◆ **What the exercise asks**
Tally the lines below that contain the string "house", and give only the resulting number.

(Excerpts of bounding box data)
---+---
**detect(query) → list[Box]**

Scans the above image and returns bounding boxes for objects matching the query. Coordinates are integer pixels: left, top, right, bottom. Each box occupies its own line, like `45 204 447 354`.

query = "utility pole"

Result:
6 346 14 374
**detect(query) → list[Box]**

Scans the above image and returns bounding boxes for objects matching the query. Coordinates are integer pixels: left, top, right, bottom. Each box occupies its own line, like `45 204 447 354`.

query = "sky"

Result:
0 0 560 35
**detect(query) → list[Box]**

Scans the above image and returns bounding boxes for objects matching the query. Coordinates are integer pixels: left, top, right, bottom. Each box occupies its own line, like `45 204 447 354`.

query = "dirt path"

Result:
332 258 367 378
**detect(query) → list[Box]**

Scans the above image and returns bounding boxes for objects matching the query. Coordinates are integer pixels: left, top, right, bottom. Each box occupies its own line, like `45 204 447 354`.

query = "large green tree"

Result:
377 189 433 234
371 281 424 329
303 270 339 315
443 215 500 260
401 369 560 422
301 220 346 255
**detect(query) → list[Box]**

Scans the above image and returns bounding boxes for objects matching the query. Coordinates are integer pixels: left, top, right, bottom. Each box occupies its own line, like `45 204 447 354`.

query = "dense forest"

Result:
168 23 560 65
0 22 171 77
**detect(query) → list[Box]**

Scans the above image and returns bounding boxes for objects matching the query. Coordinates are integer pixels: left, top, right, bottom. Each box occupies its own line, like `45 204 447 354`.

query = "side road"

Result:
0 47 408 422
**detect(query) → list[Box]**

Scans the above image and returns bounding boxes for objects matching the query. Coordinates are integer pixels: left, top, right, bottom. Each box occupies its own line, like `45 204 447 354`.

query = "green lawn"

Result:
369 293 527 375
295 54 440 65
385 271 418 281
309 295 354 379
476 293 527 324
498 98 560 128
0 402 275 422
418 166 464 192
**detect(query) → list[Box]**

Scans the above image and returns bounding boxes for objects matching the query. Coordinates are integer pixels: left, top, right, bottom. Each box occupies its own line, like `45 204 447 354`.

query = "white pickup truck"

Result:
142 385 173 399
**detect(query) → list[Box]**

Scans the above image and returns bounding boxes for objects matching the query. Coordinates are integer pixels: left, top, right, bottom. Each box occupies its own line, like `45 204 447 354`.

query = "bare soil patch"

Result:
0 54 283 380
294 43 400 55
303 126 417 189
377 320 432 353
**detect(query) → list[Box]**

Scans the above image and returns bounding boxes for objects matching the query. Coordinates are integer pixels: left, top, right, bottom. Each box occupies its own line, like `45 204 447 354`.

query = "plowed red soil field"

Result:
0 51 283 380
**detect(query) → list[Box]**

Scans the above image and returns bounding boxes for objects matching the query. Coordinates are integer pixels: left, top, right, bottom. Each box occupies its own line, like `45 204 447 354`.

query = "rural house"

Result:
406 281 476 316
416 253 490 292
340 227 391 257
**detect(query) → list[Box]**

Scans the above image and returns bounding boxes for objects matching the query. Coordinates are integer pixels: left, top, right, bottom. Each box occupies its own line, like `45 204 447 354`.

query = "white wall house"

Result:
---+---
◆ **Task response**
2